-- DATASET start --

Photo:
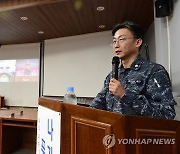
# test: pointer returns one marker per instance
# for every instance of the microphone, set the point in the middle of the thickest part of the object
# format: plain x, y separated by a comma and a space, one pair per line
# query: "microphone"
115, 65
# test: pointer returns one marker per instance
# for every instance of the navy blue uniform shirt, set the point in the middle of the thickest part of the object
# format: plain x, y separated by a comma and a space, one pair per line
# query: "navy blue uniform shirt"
148, 91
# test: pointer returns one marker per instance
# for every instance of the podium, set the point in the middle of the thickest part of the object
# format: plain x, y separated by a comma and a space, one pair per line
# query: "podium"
86, 130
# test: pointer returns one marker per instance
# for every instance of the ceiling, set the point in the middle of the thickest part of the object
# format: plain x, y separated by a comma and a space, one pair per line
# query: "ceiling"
61, 18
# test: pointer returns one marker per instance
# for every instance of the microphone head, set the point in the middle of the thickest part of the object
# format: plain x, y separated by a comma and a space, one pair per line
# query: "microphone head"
115, 60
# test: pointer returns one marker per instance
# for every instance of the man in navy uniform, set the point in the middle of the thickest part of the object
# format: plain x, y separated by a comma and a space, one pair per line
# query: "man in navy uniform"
143, 87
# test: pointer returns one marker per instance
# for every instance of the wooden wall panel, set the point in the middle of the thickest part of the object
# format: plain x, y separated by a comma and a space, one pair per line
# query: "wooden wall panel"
162, 141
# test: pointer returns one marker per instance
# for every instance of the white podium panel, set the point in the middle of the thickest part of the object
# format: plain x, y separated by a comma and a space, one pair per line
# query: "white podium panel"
48, 131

-- DATASET end --

WORK TO BE COMPLETED -
Copy every line of the rows above again, request lines included, and shift each point by adding 42 to both of its coordinates. Leave the picture lines out.

WRITTEN ANSWER -
Photo:
# test: pointer returns one marker per instance
# for every instance of the microphone, set the point in the middle of the thickest part of the object
# format: plain x, y separated by a comma and a space, one pair per line
# query: "microphone"
157, 107
# test: pointer returns one marker per instance
# for every instance of the navy blue uniform shirt, set the point in the middle of the thickest part of the object
# format: plain x, y separated by a comma and a space, one pair per line
# query: "navy blue uniform shirt"
190, 133
# test: pointer returns one marker per instance
# for every instance of the podium, set the point in the middle of the thickest part of the object
# format: plain x, y separated by a comma and a space, one pair per line
# query: "podium"
128, 172
# test: pointer returns one marker per instance
# for every instance of the ceiling, set the point in the middle of the thickest part of the object
# format: plain x, y separated by a comma and a space, one pair per line
# query: "ceiling"
103, 60
# test: pointer returns one marker per instance
# for every instance of the microphone head, set the point in the middle of the thickest part of the object
# format: plain x, y separated by a comma and a space, one pair per line
# query: "microphone head"
157, 102
# test: pointer returns one marker per instance
# for every instance of the man in navy uniform, set the point in the middle of the thickest part of the object
# format: plain x, y separated by a comma and a space, one pair per line
# query: "man in navy uniform"
185, 129
# test: pointer returns one marker per instance
# for every instance of the wooden wall panel, set the point in the middle of the thickest part of the object
# format: plain x, y separated by a comma and a space, one pair per line
# query: "wooden wall panel"
204, 183
# test: pointer returns one marker per instance
# for every instance of the white podium panel, set the point in the middle of the thickest part of the object
# format: plain x, y separated by a comma and a space, one pair per line
# query: "white podium panel"
90, 173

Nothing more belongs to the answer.